Luck was able to express her gratitude for that at the Kennedy Center's 2018 New Visions/New Voices festival. While Gretel! wasn't one of the plays chosen for a weeklong workshop and reading, the musical was an alternate and was invited to present some material. So a year after Tremblay's death, Luck flew to D.C., to sing – what else? – "Survive." And it happened to be 10 years after Tremblay won an award for Katrina at the festival. And the day she sang was his birthday. And Sheila Tremblay had come. Festival co-founders Deirdre Kelly Lavrakas and Kim Peter Kovac had asked artists to address the idea of radical commitment to their work, so Luck spoke of radical faith. "I'm standing on the Kennedy Center stage, and I'm about to sing this song that I wrote called 'Survive,' and it's Jason's birthday, and Sheila's there. So I thanked her for having the radical faith in Suzan and me to finish the piece."
But this generosity extended beyond the Gretel! team. The Paramount was unequivocal about supporting the project. "We have to present this," Luck recalls Programming Director Lietza Brass saying. So the theatre will present the world premiere of Gretel! The Musical for the public on Mon., Jan. 7, and for four school audiences so a few thousand students can experience it as well.
The Story Will Outlive the Teller
In October of 2018, Gretel! received one last critical element in its journey to life: a workshop outside of Austin. The story of the play's creation and completion means Gretel! will always have meaning, as Zeder puts it, "in the hothouse of home." But for it to have a life on stages across the country – which was always the goal – it needed to connect with audiences who didn't know that story. First Stage in Milwaukee provided that chance in what was a full-circle moment for the project. Jeff Frank, the theatre's artistic director, had not only known Tremblay, he'd been in Berkeley when Luck sang "Survive" – "the same event that brought Suzan and I together," Luck notes. "It was amazing."
And so was the response to Gretel!. "It landed more than Suzan or I could have ever expected," Luck says. "In this community," adds Zeder, "it is freighted with significance, but to find that the piece itself also has this significance was a revelation."
Seeing Gretel played by a 16-year-old and hearing the cello music played by a 15-year-old was revelatory, too, because it addressed an issue in the play's future as a legacy for Tremblay and his family. "If this piece is going to go, it's got to be able to be done a lot of different ways," says Zeder. "It can't be dependent on three excellent adult actors and a musician. It's got to be able to be done in elementary schools, in high schools, in colleges." To that end, the team will work with an arts-based school in Maryland on a staging it with 10 middle-schoolers, each playing a different part. And a college in West Virginia will try Gretel! with five actors.
"The only thing important about a legacy is the other leg – it's the one that keeps walking," says Zeder. "That's what I feel about this piece and about Jason: that this piece is going to walk through elementary schools; this piece is going to walk through colleges; this piece is going to walk through [professional theatres]. So that's what's important about a legacy. And what's wonderful is the play itself proclaims that. It's embedded in the piece. So it proclaims and it lives itself."
Now, at last, here's the premiere, directed by Gaulin, starring Estrella Saldaña, Jason Phelps, and Veronica Williams, with Adam Sultan on guitar and Nora Karakousoglou on cello. Over 20 months, the process has involved so many more people and moving parts than first imagined. But Zeder finds a rare value in that. "It's been an invitation to bring our best selves to the table."

YOUR TASK
Quote the text about Gretel! word for word, everything from "But this generosity" down to "it as well.".

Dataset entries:

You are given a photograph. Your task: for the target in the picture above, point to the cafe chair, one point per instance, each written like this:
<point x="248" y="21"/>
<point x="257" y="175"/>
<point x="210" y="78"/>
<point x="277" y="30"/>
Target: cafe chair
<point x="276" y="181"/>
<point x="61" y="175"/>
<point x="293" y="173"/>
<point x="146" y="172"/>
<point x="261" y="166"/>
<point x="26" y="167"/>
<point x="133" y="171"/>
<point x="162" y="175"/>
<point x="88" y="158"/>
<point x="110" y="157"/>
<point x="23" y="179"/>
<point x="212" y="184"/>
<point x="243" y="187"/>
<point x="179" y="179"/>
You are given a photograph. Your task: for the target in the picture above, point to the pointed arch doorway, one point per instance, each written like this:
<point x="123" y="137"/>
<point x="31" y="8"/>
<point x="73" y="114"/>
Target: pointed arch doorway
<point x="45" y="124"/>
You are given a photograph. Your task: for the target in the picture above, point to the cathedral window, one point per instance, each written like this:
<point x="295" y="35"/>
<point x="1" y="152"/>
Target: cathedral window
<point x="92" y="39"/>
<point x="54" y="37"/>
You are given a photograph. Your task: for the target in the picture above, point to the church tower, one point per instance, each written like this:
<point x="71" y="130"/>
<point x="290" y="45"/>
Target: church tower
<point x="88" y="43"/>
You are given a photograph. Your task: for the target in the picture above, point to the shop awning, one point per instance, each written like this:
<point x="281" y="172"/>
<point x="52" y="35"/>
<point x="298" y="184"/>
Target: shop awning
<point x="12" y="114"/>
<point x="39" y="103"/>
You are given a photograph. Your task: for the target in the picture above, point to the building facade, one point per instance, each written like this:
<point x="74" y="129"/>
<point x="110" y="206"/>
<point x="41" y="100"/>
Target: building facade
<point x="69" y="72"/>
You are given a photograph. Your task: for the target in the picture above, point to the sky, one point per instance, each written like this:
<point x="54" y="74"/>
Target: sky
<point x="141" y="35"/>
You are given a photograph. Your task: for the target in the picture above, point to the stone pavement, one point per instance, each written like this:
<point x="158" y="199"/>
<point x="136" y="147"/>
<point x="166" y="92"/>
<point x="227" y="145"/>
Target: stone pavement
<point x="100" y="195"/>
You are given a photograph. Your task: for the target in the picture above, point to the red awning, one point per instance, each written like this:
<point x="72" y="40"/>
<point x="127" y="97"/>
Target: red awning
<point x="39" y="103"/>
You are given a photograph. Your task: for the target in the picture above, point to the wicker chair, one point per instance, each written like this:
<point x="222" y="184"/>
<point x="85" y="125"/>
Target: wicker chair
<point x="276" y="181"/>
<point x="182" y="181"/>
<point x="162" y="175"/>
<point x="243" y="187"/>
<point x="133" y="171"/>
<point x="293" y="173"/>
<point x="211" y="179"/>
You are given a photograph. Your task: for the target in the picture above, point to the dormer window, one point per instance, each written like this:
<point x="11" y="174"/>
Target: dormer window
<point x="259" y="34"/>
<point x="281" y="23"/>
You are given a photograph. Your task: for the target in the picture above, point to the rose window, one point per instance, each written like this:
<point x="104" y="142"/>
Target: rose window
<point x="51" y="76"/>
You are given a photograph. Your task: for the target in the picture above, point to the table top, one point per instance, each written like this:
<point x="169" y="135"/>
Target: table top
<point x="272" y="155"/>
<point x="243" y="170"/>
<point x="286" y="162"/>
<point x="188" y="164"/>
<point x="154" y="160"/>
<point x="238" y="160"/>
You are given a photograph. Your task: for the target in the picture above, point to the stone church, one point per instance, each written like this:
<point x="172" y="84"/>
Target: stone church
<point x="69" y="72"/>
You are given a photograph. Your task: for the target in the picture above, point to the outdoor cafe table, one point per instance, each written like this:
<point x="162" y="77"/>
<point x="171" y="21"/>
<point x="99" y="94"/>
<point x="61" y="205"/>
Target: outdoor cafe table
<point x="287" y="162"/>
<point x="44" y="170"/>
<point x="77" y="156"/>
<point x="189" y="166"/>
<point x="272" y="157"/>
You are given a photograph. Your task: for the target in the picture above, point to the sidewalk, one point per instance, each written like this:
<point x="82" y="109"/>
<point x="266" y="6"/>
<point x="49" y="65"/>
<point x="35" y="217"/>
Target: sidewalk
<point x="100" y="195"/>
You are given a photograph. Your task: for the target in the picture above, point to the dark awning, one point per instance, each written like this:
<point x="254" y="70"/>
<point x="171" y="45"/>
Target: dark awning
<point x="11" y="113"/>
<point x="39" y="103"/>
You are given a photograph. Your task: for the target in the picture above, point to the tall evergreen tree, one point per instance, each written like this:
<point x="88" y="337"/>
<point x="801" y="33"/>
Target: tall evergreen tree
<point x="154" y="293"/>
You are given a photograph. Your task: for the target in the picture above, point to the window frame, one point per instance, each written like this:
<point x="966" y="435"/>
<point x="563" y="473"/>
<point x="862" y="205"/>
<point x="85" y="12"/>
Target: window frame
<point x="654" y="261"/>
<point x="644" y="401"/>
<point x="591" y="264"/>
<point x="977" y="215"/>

EXERCISE ANSWER
But this generosity extended beyond the Gretel! team. The Paramount was unequivocal about supporting the project. "We have to present this," Luck recalls Programming Director Lietza Brass saying. So the theatre will present the world premiere of Gretel! The Musical for the public on Mon., Jan. 7, and for four school audiences so a few thousand students can experience it as well.